• Task prompt: Reproduce the full listing that appears beneath this instruction exactly.

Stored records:
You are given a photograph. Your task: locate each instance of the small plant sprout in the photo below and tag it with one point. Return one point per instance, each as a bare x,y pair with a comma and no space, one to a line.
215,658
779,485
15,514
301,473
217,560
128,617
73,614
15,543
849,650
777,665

• Task answer:
You are given a photograph. Your task: locate each instance of the small plant sprout in the photo below and tag it with one point. Return one point per instance, each as a bare x,y pair with a comma and no space, one to a line.
215,658
779,485
15,514
301,473
217,560
128,617
73,614
15,543
849,650
777,665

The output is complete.